**Tasks to complete**
a – According to the course description, which courses are listed as prerequisites, and what alternative to them is accepted?
b – Please translate this sentence from the course description into Spanish: "Class meets Monday/Wednesday/Friday from 10:20-11:10am."
c – Pick up the course description on parallel computer architectures after its last sentence and write what comes next.

>> Objectives <<

The objective of this course is to provide students with an understanding of parallel computer architectures. Students will read research papers, lead in-class discussions of papers, perform a research project, and present their research projects both in written and oral formats.

The course focuses on both the design and evaluation of multicore processors. The main themes of this course are: parallel programming, shared memory multiprocessors, memory consistency models, interconnection networks, high availability systems, interactions with current microprocessor and I/O technology, novel architectures, and emerging technologies. The evaluation portion of this course will focus on metrics, modeling, simulation, and workloads for benchmarking.

Prerequisites: ECE 552, CPS 550, or consent of instructor.

>> Class Location and Hours <<

Class meets Monday/Wednesday/Friday from 10:20-11:10am.

**Raw records**
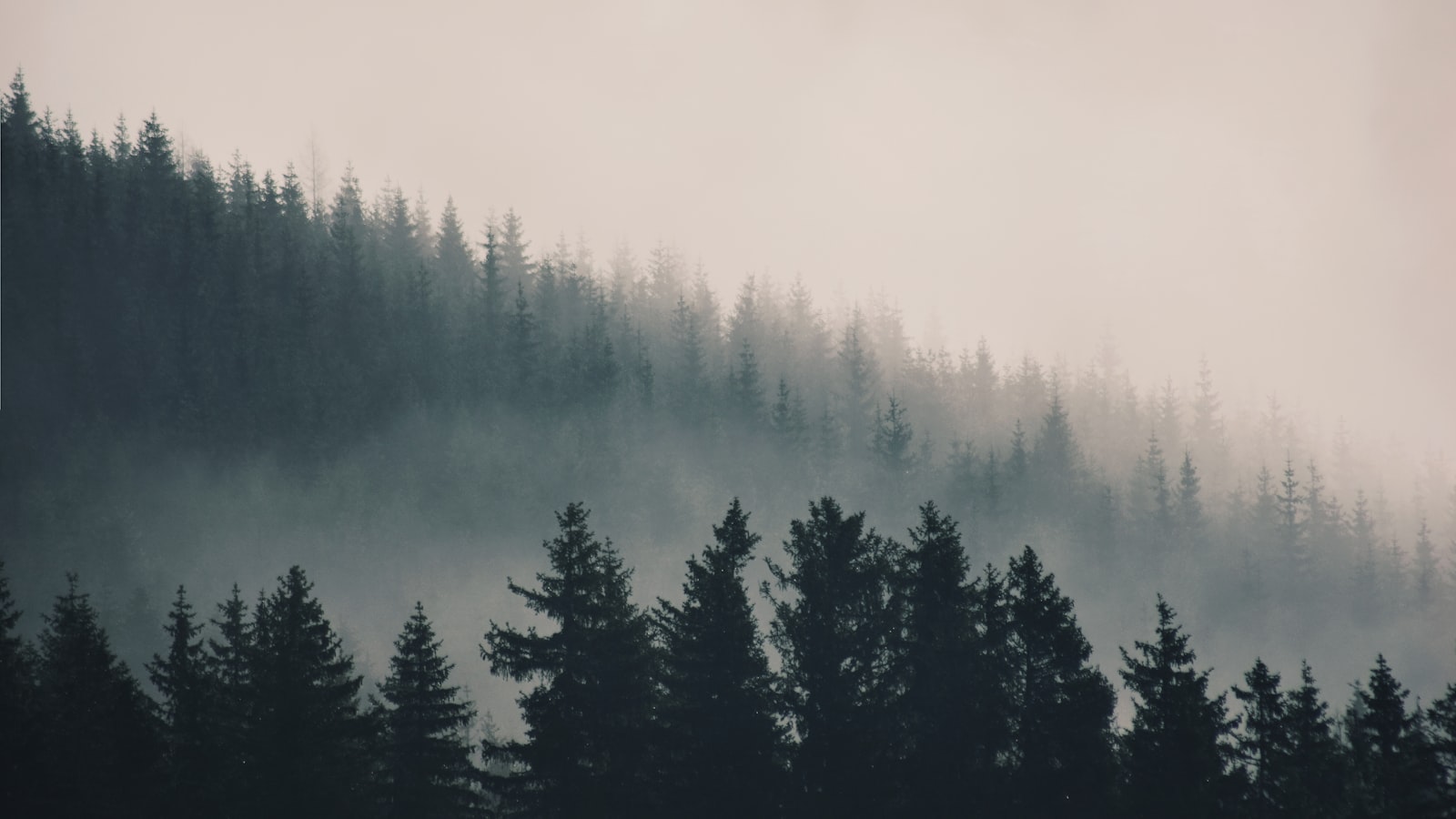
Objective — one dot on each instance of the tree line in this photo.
(902, 685)
(157, 298)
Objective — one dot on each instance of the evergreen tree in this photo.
(1187, 508)
(938, 669)
(718, 709)
(1295, 547)
(1176, 753)
(834, 640)
(1315, 783)
(230, 668)
(1063, 761)
(306, 732)
(101, 749)
(746, 387)
(1264, 741)
(1394, 765)
(790, 420)
(589, 748)
(187, 688)
(892, 442)
(19, 738)
(861, 379)
(427, 748)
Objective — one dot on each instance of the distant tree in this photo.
(1177, 753)
(589, 743)
(101, 748)
(1293, 544)
(788, 419)
(230, 661)
(861, 379)
(834, 640)
(514, 251)
(308, 733)
(188, 694)
(427, 748)
(890, 442)
(1158, 518)
(1427, 571)
(1315, 783)
(1056, 462)
(718, 709)
(746, 387)
(1062, 723)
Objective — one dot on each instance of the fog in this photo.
(1271, 187)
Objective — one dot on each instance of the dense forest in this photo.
(208, 372)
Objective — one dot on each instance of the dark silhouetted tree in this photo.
(101, 749)
(188, 695)
(1062, 723)
(306, 731)
(589, 745)
(834, 637)
(1177, 753)
(427, 748)
(718, 709)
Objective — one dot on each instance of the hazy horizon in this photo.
(1259, 186)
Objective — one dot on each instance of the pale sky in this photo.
(1271, 184)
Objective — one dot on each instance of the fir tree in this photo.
(892, 442)
(589, 748)
(427, 749)
(1063, 761)
(186, 682)
(1176, 751)
(834, 640)
(308, 734)
(1394, 765)
(101, 748)
(230, 668)
(718, 710)
(19, 738)
(938, 669)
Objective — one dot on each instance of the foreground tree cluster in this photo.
(903, 687)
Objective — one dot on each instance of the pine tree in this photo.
(427, 749)
(1063, 761)
(1394, 765)
(790, 420)
(1315, 783)
(306, 732)
(861, 379)
(101, 749)
(834, 640)
(589, 748)
(21, 736)
(186, 682)
(938, 668)
(890, 442)
(1263, 742)
(1176, 751)
(746, 387)
(718, 710)
(1187, 508)
(1293, 544)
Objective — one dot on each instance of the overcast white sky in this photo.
(1273, 184)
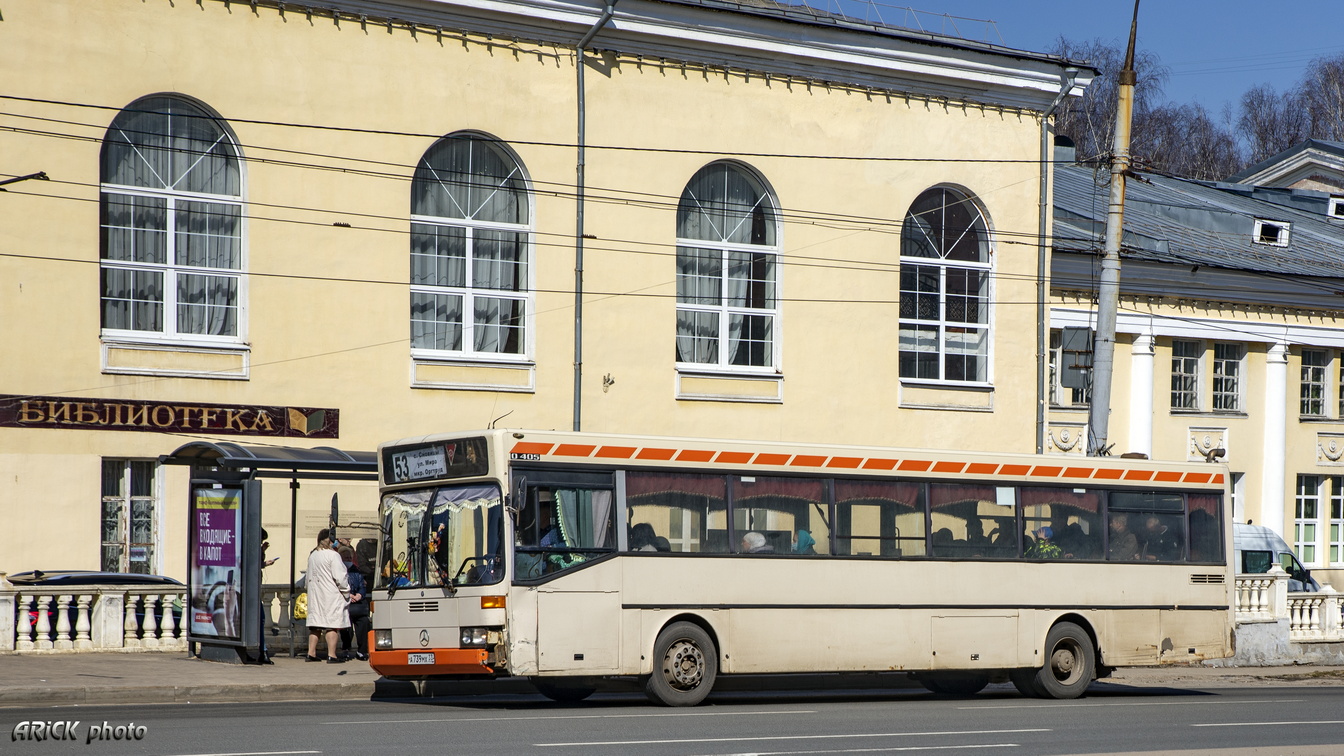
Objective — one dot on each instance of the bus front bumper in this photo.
(430, 662)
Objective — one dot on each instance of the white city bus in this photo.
(573, 557)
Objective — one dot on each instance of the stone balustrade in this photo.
(1311, 616)
(118, 618)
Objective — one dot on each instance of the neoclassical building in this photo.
(1229, 341)
(343, 222)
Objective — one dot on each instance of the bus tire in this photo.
(562, 692)
(1024, 681)
(1070, 662)
(957, 685)
(684, 666)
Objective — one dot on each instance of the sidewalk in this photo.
(51, 679)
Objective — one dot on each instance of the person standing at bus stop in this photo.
(328, 597)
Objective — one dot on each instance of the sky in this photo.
(1215, 50)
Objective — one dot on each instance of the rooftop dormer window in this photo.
(1273, 233)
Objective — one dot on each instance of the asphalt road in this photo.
(1113, 719)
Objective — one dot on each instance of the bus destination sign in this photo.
(460, 458)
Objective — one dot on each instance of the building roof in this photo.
(1195, 225)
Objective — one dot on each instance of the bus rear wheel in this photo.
(563, 692)
(953, 684)
(1070, 662)
(684, 666)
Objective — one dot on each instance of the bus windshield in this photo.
(449, 536)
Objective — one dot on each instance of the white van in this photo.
(1257, 549)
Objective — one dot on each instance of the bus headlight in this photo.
(473, 638)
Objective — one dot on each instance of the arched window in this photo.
(945, 289)
(471, 240)
(726, 271)
(172, 219)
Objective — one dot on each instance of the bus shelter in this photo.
(223, 616)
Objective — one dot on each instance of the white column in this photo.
(1141, 394)
(1273, 482)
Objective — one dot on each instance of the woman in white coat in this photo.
(328, 597)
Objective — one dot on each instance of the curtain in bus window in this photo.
(1206, 527)
(465, 533)
(972, 521)
(879, 518)
(1061, 523)
(1155, 518)
(790, 513)
(686, 511)
(403, 519)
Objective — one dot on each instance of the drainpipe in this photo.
(578, 215)
(1066, 84)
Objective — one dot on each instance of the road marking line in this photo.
(1266, 724)
(790, 737)
(894, 748)
(1137, 704)
(573, 717)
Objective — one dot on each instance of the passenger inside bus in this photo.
(756, 544)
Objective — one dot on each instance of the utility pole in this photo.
(1108, 291)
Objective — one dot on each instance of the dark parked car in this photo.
(77, 579)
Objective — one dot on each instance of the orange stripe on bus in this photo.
(808, 460)
(733, 458)
(655, 454)
(694, 455)
(616, 452)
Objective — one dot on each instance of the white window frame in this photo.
(125, 501)
(1272, 233)
(1229, 377)
(468, 292)
(171, 269)
(1335, 534)
(725, 311)
(942, 324)
(1313, 377)
(1188, 370)
(1307, 518)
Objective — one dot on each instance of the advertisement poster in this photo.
(217, 564)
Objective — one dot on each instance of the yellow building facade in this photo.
(277, 223)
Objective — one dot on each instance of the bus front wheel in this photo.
(1070, 662)
(684, 666)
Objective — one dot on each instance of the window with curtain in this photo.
(726, 272)
(471, 249)
(171, 215)
(945, 289)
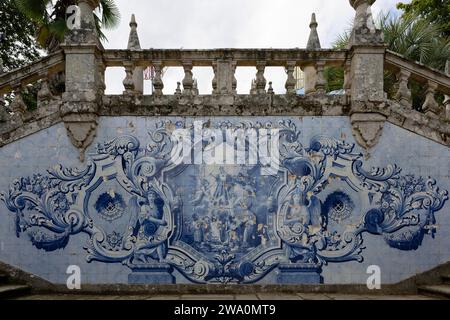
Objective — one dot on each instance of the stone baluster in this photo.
(253, 87)
(347, 77)
(234, 80)
(320, 84)
(158, 84)
(195, 91)
(430, 106)
(44, 94)
(134, 44)
(260, 79)
(403, 95)
(270, 89)
(178, 89)
(366, 50)
(188, 81)
(313, 40)
(128, 82)
(18, 106)
(290, 81)
(312, 82)
(224, 81)
(83, 79)
(3, 113)
(447, 97)
(214, 81)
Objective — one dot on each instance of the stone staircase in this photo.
(9, 289)
(438, 290)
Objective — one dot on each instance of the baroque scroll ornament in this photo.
(227, 224)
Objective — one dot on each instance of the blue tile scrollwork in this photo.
(224, 223)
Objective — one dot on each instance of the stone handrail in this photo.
(40, 69)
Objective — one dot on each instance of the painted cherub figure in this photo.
(148, 218)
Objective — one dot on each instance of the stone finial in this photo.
(364, 30)
(133, 39)
(313, 41)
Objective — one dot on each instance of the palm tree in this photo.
(415, 38)
(49, 18)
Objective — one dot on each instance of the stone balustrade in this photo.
(433, 81)
(224, 63)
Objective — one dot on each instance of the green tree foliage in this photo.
(18, 46)
(49, 19)
(435, 11)
(415, 38)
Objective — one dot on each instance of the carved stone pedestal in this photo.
(299, 273)
(367, 128)
(155, 273)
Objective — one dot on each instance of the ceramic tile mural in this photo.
(160, 220)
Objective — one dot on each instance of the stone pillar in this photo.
(367, 55)
(366, 76)
(134, 44)
(84, 82)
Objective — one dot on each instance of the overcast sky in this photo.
(203, 24)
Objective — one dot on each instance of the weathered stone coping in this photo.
(234, 105)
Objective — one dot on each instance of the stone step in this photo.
(10, 291)
(437, 290)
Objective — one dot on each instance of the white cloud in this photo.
(228, 24)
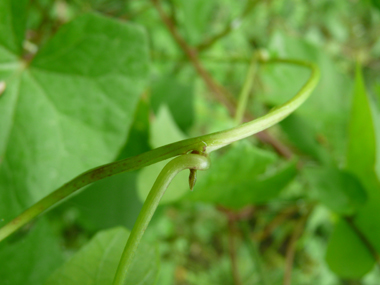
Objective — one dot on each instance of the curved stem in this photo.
(202, 144)
(188, 161)
(243, 97)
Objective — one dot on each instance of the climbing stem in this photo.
(202, 144)
(244, 94)
(187, 161)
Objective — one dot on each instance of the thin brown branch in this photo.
(218, 91)
(291, 249)
(227, 29)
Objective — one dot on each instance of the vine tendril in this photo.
(202, 144)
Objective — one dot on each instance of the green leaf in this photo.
(339, 190)
(114, 201)
(97, 261)
(31, 258)
(302, 135)
(362, 152)
(70, 108)
(12, 27)
(163, 131)
(241, 177)
(178, 97)
(282, 81)
(346, 254)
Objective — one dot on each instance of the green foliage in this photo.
(341, 191)
(97, 261)
(346, 253)
(236, 183)
(31, 257)
(94, 81)
(73, 100)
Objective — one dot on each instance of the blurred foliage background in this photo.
(281, 208)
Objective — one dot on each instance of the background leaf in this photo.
(97, 261)
(29, 258)
(253, 183)
(75, 99)
(346, 254)
(341, 191)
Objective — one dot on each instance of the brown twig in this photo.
(218, 91)
(227, 29)
(291, 249)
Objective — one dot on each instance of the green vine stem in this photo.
(202, 144)
(187, 161)
(244, 94)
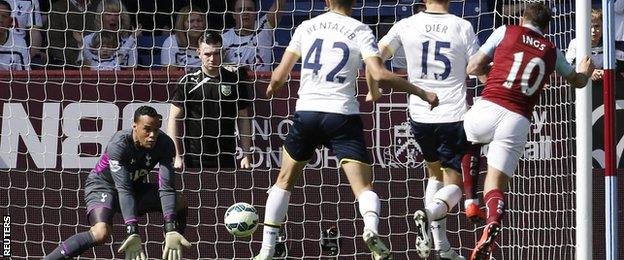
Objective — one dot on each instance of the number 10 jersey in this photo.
(332, 47)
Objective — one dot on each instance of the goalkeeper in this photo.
(119, 183)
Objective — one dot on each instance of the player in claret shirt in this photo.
(523, 60)
(119, 183)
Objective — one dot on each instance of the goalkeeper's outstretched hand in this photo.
(132, 247)
(173, 245)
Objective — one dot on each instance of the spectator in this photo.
(112, 17)
(251, 41)
(211, 101)
(180, 49)
(13, 49)
(618, 9)
(27, 23)
(596, 45)
(68, 20)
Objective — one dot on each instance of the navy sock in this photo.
(73, 246)
(181, 218)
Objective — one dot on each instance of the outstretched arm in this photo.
(280, 75)
(479, 64)
(175, 113)
(380, 75)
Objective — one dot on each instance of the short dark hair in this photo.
(211, 38)
(6, 4)
(146, 111)
(538, 14)
(343, 3)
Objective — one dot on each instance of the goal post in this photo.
(54, 125)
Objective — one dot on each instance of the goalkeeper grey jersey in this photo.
(124, 165)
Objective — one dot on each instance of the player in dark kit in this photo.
(118, 183)
(523, 60)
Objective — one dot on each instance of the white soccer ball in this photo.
(241, 219)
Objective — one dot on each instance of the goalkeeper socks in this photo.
(369, 206)
(181, 217)
(443, 201)
(470, 170)
(494, 201)
(432, 187)
(276, 209)
(438, 230)
(74, 246)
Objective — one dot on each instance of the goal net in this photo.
(56, 123)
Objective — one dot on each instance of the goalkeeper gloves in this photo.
(132, 247)
(173, 245)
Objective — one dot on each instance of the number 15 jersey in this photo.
(523, 61)
(332, 47)
(437, 48)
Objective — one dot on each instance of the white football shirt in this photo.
(26, 14)
(14, 53)
(171, 54)
(255, 50)
(332, 47)
(437, 49)
(124, 57)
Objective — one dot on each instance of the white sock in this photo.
(370, 207)
(443, 201)
(471, 201)
(432, 187)
(438, 230)
(276, 209)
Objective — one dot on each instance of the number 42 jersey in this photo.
(332, 47)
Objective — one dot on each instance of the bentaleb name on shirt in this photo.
(341, 28)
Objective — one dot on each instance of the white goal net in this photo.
(56, 123)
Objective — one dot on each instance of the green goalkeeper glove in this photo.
(132, 247)
(173, 245)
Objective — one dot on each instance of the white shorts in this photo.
(505, 131)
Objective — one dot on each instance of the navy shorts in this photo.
(443, 142)
(102, 204)
(341, 133)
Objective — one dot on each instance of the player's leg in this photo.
(298, 148)
(451, 149)
(503, 155)
(100, 214)
(470, 171)
(347, 142)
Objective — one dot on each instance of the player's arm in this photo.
(280, 74)
(373, 86)
(578, 78)
(175, 113)
(479, 64)
(618, 7)
(244, 126)
(384, 77)
(244, 116)
(174, 241)
(275, 13)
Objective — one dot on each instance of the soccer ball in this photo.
(241, 219)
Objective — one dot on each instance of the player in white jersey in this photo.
(250, 42)
(332, 47)
(437, 48)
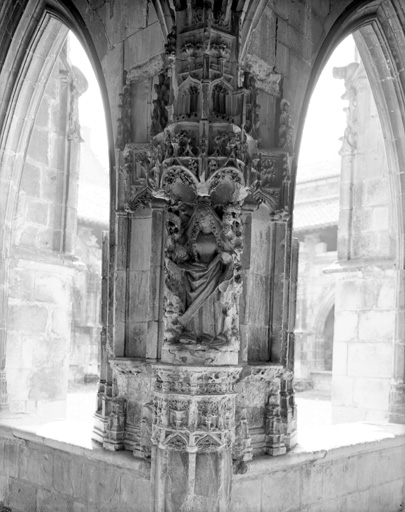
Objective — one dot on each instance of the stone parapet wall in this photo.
(350, 469)
(343, 468)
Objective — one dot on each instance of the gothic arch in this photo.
(36, 40)
(380, 45)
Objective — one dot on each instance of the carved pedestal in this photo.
(193, 432)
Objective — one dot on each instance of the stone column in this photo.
(203, 270)
(396, 409)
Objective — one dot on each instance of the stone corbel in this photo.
(267, 79)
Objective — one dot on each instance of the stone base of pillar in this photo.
(266, 393)
(396, 412)
(193, 432)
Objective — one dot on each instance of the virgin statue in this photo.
(200, 279)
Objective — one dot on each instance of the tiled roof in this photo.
(316, 214)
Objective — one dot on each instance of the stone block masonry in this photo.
(38, 475)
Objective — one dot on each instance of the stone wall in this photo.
(343, 470)
(50, 477)
(365, 315)
(315, 299)
(41, 264)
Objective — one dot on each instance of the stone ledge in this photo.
(330, 443)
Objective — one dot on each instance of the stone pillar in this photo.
(203, 268)
(366, 306)
(396, 410)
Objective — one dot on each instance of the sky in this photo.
(326, 119)
(323, 128)
(91, 110)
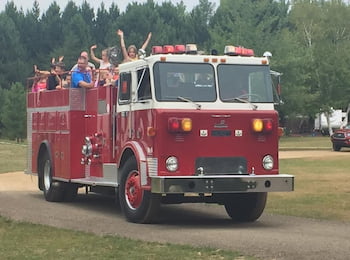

**The results**
a – ECE 552 or CPS 550; consent of the instructor is accepted instead.

b – La clase se reúne los lunes, miércoles y viernes de 10:20 a 11:10 a. m.

c –
Location: Languages 320

>> Instructor <<

Professor Daniel J. Sorin

Office: 403 Wilkinson

Office Hours: TBD

Email: sorin@ee.duke.edu

>> Textbooks <<

The emphasis of the class will be discussions of research papers, but we will also use the following two textbooks (free PDF downloads from Duke IP address):

1) Vijay Nagarajan, Daniel J. Sorin, Mark D. Hill, and David A. Wood. "A Primer on Memory Consistency and Cache Coherence." 2^nd edition.
Synthesis Lectures on Computer Architecture, Morgan & Claypool Publishers, 2020.

2) Natalie Enright Jerger, Tushar Krishna, and Li-Shiuan Peh. "On Chip Networks," 2nd edition.
Synthesis Lectures on Computer Architecture, Morgan & Claypool Publishers, 2017.

>> Assignments and Grading <<

This is a graduate level class that will not require "busy work." This class will, however, require that students learn the reading material and learn how to present research in both written and oral formats (see Hill and Patterson for useful advice for presentations). Communication is very important in this class. Students who struggle with reading and writing are encouraged to take this course but should expect to work hard and to improve their communication skills in the process.

Students are responsible for:

Writing paper “summaries” - 10% of grade [these are not just summaries – please see first set of slides for details]

You may NOT use AI to help you do this. Doing so will be considered academic misconduct and will result in your class grade being lowered by a full letter grade (e.g., from A to B or from B+ to C+).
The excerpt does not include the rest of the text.